In the listing below, locate the line containing "Please mark the cabinet glass"; reproduce that line and all lines that follow it, unchanged.

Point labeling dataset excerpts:
————————
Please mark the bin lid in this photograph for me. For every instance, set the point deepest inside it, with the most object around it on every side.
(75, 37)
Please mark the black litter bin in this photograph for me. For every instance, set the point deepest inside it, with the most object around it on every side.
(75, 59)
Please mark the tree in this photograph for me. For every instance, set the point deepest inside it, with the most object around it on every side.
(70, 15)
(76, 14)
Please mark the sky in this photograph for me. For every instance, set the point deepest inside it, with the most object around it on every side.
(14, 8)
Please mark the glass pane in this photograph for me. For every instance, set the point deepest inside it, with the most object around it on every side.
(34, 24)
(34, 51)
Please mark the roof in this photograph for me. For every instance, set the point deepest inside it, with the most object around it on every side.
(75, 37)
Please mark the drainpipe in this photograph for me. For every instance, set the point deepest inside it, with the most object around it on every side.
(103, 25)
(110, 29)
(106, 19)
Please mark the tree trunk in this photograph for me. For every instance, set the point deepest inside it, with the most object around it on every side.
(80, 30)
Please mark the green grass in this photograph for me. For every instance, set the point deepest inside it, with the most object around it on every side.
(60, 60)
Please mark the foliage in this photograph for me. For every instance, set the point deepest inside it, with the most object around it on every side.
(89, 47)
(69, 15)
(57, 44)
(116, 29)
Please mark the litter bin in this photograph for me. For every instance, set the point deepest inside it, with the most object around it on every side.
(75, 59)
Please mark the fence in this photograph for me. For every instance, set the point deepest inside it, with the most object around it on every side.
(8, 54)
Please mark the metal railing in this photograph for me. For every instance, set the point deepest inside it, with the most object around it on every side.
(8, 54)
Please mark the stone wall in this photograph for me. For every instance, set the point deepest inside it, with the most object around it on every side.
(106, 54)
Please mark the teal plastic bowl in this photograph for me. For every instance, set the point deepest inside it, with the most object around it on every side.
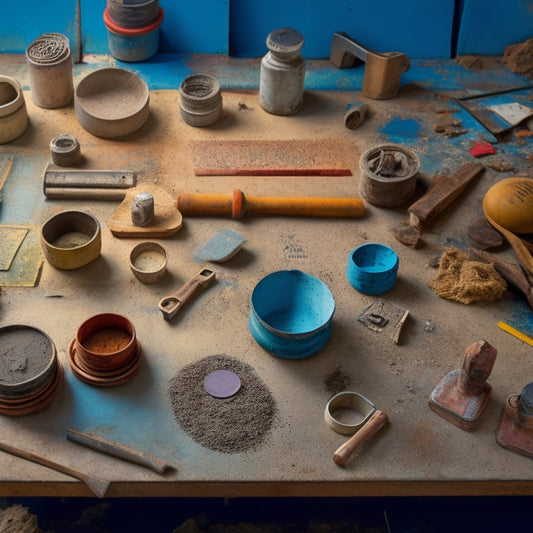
(291, 314)
(372, 268)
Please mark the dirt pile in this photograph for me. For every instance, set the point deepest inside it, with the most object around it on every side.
(518, 58)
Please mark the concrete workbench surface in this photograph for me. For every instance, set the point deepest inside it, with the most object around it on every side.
(417, 453)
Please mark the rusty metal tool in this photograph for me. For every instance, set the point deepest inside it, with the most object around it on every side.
(117, 449)
(237, 205)
(493, 122)
(370, 428)
(170, 305)
(382, 70)
(461, 395)
(516, 428)
(98, 485)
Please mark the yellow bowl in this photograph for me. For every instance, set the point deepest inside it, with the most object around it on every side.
(71, 239)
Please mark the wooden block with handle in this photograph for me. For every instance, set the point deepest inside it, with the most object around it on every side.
(374, 424)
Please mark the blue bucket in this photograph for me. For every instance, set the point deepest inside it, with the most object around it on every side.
(372, 268)
(291, 314)
(133, 45)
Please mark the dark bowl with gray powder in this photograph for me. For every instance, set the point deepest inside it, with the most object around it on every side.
(28, 360)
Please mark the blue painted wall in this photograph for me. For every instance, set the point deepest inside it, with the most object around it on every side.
(419, 28)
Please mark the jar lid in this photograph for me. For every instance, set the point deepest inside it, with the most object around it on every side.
(285, 41)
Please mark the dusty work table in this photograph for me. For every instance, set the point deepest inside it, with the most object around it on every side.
(417, 453)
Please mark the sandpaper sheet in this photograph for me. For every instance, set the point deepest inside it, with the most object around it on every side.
(11, 238)
(323, 157)
(27, 263)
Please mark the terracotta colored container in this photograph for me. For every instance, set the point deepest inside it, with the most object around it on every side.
(106, 341)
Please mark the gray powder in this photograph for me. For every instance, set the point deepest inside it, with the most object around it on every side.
(24, 354)
(230, 425)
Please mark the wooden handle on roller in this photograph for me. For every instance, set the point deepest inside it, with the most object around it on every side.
(117, 449)
(374, 424)
(97, 485)
(237, 205)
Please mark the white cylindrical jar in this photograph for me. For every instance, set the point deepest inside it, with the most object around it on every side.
(281, 85)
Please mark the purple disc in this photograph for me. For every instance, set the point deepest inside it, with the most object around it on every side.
(222, 383)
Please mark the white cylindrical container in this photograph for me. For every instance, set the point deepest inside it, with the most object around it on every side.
(281, 85)
(50, 71)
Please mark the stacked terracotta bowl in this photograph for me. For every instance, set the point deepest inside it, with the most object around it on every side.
(105, 351)
(30, 373)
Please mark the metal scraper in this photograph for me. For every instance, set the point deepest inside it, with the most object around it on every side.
(513, 113)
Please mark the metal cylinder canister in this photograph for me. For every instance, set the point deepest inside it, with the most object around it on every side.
(281, 84)
(50, 71)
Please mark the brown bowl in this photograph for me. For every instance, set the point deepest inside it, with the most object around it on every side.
(105, 341)
(71, 239)
(112, 102)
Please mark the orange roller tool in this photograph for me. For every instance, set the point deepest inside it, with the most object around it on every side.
(237, 205)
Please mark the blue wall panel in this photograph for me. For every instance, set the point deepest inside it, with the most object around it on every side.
(199, 26)
(487, 27)
(418, 28)
(94, 32)
(23, 21)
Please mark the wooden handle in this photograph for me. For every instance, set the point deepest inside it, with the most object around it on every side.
(117, 449)
(97, 485)
(516, 243)
(374, 424)
(237, 205)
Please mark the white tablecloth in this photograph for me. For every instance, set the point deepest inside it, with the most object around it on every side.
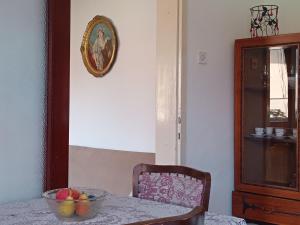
(115, 211)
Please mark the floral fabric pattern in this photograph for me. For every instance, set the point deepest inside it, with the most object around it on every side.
(171, 188)
(115, 210)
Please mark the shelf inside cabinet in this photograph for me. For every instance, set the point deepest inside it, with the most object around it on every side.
(271, 139)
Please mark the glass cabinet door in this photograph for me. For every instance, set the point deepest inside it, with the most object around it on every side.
(269, 116)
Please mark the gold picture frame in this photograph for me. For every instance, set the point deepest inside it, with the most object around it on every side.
(99, 46)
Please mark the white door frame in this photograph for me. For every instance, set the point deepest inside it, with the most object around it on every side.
(168, 87)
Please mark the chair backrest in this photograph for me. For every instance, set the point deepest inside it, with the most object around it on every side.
(177, 185)
(195, 217)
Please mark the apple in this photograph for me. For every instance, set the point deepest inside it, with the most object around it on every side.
(75, 193)
(83, 205)
(67, 207)
(62, 194)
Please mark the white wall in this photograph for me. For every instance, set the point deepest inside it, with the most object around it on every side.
(212, 26)
(22, 91)
(118, 110)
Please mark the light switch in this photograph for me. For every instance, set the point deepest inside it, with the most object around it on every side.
(202, 57)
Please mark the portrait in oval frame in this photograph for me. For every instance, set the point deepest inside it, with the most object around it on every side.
(99, 46)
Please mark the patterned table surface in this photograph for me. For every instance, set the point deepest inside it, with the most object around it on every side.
(115, 211)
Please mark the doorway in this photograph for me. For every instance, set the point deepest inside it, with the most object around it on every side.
(106, 79)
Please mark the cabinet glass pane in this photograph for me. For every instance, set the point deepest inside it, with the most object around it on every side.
(269, 116)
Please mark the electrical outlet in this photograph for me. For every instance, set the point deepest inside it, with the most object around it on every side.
(202, 57)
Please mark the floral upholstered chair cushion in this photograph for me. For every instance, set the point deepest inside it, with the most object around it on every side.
(171, 188)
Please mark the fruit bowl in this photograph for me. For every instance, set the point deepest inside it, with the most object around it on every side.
(74, 204)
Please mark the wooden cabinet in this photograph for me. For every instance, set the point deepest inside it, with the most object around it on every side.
(266, 152)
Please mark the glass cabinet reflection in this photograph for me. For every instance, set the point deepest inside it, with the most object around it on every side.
(269, 112)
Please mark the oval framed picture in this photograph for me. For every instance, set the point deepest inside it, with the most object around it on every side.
(99, 46)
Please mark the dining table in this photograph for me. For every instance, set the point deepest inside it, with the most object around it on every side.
(114, 210)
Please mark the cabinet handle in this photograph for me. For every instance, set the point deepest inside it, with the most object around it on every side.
(253, 206)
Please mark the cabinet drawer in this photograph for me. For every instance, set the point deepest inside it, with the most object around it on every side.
(265, 208)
————————
» **Solved exercise**:
Please mark the cabinet glass pane in this photograph for me. For every instance, set the point deepest inside it, with the most object around it on every side.
(269, 116)
Please mark the electrical outlet in this photograph for me. For every instance, set the point deepest inside it, with the most object around it on every side.
(202, 57)
Please mark the floral upholstered chair cushion in this photograph for me. For every instance, set the point deepest inside it, with the most object around it on every side.
(171, 188)
Please mark the fruit bowl in this photograph for me. For every instance, set the point deepest inside it, with the most object around it on every side.
(74, 204)
Please mark the wooden cabinet in this photograph for me. For every instance, set the point deepest inside it, with the most object around it on every side.
(266, 152)
Please mark the glass cabinet reflection in this photograph for me. For every instance, set the point deepest inside it, with the most object around it on every side.
(269, 112)
Please mark the oval framed picture in this photograph for me. For every instance, set the point deepest inside it, with the most object around it on every side.
(99, 46)
Please mark the dining table in this photograph for me. For every instance, set the point deepest inside it, with the most object around it on every side.
(114, 210)
Please mark the cabinet handle in this photograph for me. For every instance, set the point deepest inside it, with the most object around it on every side.
(253, 206)
Please mark the cabinet drawer in this photograph for me. For every instance, set the point deepest inside it, with the most object around it on every side.
(265, 208)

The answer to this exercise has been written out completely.